PROBLEMS TO SOLVE —
A – In the biography of Pope Saint Gregory VII, who was abbot of the Santa Maria Monastery where Hildebrand received his early education?
B – Continue the biography of Pope Saint Gregory VII, picking up after its final sentence.

PASSAGE SHOWN —
********

November 1978 Print


Pope Saint Gregory VII


by Donald Fantz

History points out to us the lesson that there are, in the course of ages, a few great men who inspire and lead the majority. One of the most remarkable men of all times, the great Hildebrand, was born in Tuscany, Central Italy, about 1020. He came from poor and humble parents and received his early education from the Santa Maria Monastery, where his mother's brother, Laurentius, was abbot. After taking vows as a Benedictine and receiving minor orders, he was employed as assistant to the arch-priest of the church of San Giovanni, in Rome, the Reverend John Gratian. In 1045 Gratian's godson, who was in his twenties, was placed on the throne of St. Peter by political maneuvering and was known as Benedict IX. He was unfit for this position and eventually abdicated in favor of a desire for marriage. He offered to "sell" the papacy to Gratian, who in good faith paid the sum of money his godson asked. Gratian's justification for this act was that this would rid the Holy See of an incompetent. Gratian then became pope, under the name of Gregory VI. He was received as a legitimate pope by the local population. He was a man of good character and simplicity of soul, but was unable to restore much needed peace to a Church besieged with internal corruption. He named young Hildebrand his chaplain, even though Hildebrand was still in minor orders. Later Gregory VI accepted the decision of the Council of Sutri in 1046 that, although he occupied the Chair of Peter, nevertheless this office was attained by simony and was therefore unworthily bestowed. He voluntarily resigned in favor of his replacement, Pope Clement II. Gratian and Hildbrand retired to Cologne, Germany, where the deposed pope died in 1047. Hildebrand then entered the famous monastery of Cluny, in France, where he lived for a year. While there, he developed a greater sense of contemplation and prayer and received many graces which proved of great value in his later life.

********

EXCERPTED RECORDS —
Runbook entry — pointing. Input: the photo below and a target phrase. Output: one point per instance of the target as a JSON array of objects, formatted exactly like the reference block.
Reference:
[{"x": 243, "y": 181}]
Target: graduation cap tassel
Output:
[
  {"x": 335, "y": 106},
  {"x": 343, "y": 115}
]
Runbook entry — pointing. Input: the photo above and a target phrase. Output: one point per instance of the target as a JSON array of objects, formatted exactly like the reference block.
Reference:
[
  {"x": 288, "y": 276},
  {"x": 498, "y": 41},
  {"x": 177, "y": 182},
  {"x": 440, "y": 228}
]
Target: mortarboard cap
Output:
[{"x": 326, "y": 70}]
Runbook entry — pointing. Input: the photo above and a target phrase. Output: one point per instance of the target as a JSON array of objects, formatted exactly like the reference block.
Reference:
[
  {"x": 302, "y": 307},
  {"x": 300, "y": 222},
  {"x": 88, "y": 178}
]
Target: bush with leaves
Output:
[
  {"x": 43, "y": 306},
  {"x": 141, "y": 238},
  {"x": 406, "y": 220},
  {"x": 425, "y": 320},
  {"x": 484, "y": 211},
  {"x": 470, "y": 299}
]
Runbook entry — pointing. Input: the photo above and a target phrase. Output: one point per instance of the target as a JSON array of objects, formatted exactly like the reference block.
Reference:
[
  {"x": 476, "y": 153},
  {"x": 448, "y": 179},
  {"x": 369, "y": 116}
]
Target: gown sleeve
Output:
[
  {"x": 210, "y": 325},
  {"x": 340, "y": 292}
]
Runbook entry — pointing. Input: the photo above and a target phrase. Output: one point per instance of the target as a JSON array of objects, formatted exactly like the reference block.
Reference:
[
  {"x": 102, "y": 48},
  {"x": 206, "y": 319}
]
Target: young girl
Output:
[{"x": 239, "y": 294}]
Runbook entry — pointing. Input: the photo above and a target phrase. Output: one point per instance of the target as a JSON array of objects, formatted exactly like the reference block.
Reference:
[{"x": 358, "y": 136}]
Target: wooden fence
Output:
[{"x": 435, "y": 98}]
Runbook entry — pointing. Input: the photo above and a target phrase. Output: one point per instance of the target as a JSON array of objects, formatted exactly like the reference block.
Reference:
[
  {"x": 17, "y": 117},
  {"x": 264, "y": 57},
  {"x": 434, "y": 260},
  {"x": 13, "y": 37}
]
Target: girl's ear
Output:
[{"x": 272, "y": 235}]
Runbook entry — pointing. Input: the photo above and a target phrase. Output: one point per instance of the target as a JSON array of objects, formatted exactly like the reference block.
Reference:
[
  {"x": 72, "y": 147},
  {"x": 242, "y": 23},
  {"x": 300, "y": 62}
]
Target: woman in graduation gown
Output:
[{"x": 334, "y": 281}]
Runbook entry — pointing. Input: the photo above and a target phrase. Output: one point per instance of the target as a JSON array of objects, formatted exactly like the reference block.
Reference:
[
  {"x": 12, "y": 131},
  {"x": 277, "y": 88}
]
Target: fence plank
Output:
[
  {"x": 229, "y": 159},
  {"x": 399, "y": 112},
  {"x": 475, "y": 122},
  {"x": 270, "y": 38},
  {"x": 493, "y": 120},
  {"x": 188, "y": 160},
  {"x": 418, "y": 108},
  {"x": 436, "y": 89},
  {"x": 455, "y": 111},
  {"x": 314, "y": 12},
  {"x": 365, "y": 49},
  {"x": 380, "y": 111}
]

********

RESPONSES IN ORDER —
A – Laurentius, the brother of Hildebrand's mother.

B –
It was in France that Hildebrand met the next pope-elect, Leo IX who was impressed with the extraordinary ability the young man had for administration. Leo brought Hildebrand to Rome and made him a cardinal sub-deacon, and placed him in charge of the patrimony of St. Peter. Under his jurisdiction church properties and revenues, which had been under the control of Roman nobility, were recovered and the Holy See's treasury was again increased.

Leo IX also appointed Hildebrand assistant to the abbot of St. Paul's Monastery, in Rome. This religious house was typical of many throughout the Christian world which had fallen into great abuse because of roving bands of terrorists and the lack of monastic discipline. For example, monks were attended in their refectories by women, sacred buildings were fair game for wandering sheep and cattle, religion was gradually discarded and a great many of the clergy were living in adulterous circumstances. Hildebrand succeeded in reforming St. Paul's and he resolved that he would do all in his power to help reform the discipline of the Church to the apostolic ideal.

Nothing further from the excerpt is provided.